◆ **Record excerpts**
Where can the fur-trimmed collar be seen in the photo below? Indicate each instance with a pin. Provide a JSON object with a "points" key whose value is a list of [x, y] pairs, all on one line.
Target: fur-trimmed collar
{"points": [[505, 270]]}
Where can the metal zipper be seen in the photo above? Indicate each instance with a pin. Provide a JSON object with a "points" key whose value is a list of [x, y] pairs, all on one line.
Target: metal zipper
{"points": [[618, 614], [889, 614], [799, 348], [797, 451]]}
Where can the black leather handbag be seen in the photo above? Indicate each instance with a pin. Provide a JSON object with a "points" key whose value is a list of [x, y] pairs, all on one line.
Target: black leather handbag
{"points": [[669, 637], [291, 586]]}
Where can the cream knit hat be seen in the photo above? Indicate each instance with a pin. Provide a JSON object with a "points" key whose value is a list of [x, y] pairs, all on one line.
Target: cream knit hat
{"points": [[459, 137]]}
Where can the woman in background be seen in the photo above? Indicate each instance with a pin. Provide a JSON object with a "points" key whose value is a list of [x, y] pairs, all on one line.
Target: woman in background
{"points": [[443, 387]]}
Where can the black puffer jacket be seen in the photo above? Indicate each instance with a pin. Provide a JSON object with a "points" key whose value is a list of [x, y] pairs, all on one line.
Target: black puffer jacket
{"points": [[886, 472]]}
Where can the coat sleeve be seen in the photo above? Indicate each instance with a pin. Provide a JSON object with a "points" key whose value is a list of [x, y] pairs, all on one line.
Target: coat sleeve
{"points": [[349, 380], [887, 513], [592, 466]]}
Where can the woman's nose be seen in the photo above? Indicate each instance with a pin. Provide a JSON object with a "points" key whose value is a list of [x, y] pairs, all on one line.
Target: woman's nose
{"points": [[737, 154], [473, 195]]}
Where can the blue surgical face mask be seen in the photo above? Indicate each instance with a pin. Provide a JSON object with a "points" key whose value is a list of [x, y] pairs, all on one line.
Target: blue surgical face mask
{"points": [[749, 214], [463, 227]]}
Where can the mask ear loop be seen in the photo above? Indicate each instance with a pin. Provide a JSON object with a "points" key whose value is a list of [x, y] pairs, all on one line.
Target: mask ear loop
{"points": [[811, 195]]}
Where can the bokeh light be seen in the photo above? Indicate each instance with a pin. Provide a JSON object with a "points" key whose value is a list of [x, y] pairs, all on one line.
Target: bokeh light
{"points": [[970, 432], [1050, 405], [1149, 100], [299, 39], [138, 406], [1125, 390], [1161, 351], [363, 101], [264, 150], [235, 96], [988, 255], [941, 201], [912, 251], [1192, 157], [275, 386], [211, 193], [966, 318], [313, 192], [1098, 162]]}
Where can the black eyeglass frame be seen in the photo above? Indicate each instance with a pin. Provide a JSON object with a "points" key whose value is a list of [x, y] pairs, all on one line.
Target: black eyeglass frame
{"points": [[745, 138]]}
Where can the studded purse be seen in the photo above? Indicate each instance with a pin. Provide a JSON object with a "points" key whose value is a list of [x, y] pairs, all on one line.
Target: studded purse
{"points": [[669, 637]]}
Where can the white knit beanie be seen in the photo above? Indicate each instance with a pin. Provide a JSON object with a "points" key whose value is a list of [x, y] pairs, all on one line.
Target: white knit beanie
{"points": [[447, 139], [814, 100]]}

◆ **Exercise directions**
Output each line of the records above exactly.

◆ **Solution to this exercise**
Where can the fur-trimmed collar be seen in the photo below? Indicate each instance with a pin. Provide a JSON object with a "points" key whose value is a list of [x, y] pairs, all on one line.
Target: fur-trimmed collar
{"points": [[505, 270]]}
Where can the metal zipper be seen in the photo above? Indicate each instance with a pin. Provide a JSON object with a "points" key whose value is a list of [x, y] pairs, all on one line.
Target: metal zipper
{"points": [[618, 614], [889, 614], [799, 348], [797, 451]]}
Where can the black leather handbag be seen in the photo above? Indicate each instance with a pin. Provide a JSON object with a "points" key whose value is a list of [x, y] pairs, all on one line.
Target: black leather handbag
{"points": [[669, 637], [291, 586]]}
Where can the cream knit hat be seen in the photo above? Indicate each instance with a pin. Provide a JSON object with a "points" key whose value is a list of [x, y] pairs, all on one line.
Target: cream knit hat
{"points": [[459, 137]]}
Where can the woman in background be seen in the photo above? Indicate each instance with a pin. Provide a JSON object with a "points" key whose value is a list of [x, y] pairs, all on one line.
Target: woman in background
{"points": [[443, 387]]}
Where can the black puffer jacket be seen in the photo above? Indicate each instance with a pin. Provide a JSON object with a "points" key whose value is a list of [x, y] pairs, all on one line.
Target: black puffer jacket
{"points": [[886, 472]]}
Where can the coat sleeve be seen in the photo above? Indicate each instance with a pin. Provide a JSON object with a "points" key whose value is a list of [x, y] pairs, all on one line.
Target: coat sleeve
{"points": [[349, 380], [887, 513], [592, 466]]}
Where can the woman's nose be seen in the photo above? Indicate each instance with a pin. Provide a JSON object with a "points" key whose value is a list of [x, y] pairs, all on one line.
Target: woman's nose
{"points": [[737, 154], [473, 195]]}
Where can the blue surgical face mask be seen in the photo above? Indicate each instance with a pin. Provide a JSON object with a "points" key whose value is a list of [x, y] pairs, all on one line.
Target: blue surgical face mask
{"points": [[749, 214], [463, 227]]}
Where can the mask ear loop be seen in the photo above? Indicate each instance with a pin. Provide a JSON object with a "points" key whose value is a list of [x, y] pairs, all on one line.
Target: mask ear loop
{"points": [[811, 195]]}
Where can the bokeh light be seen in the photo above? Indicate each instance with a pin. Provide a JSON object with a "points" key whose value is a list of [x, y] pairs, all on one line.
Target: bokeh light
{"points": [[970, 432], [1050, 405], [1149, 100], [299, 39], [138, 406], [1125, 390], [1161, 351], [363, 101], [264, 150], [235, 96], [988, 255], [941, 201], [912, 251], [1192, 157], [275, 386], [211, 193], [966, 318], [313, 192], [1098, 162]]}
Where can the black eyeglass frame be seen in the photo above? Indicate each instance with a pin. Provide a JSON object with a "points" key whose value is a list of [x, y] pairs, all on one line.
Target: black eyeglass frame
{"points": [[745, 138]]}
Where can the studded purse be seen in the photo above? Indicate each instance with a pin. Provide a JSON object with a "points" key whose value is a list of [x, y] pairs, all on one line.
Target: studded purse
{"points": [[669, 637]]}
Where can the white knit beanie be seen in the photo above? Indicate each instance with a pin. Provide a JSON object with a "points" key whose value is a list of [x, y] pairs, all on one line.
Target: white knit beanie
{"points": [[447, 139], [814, 100]]}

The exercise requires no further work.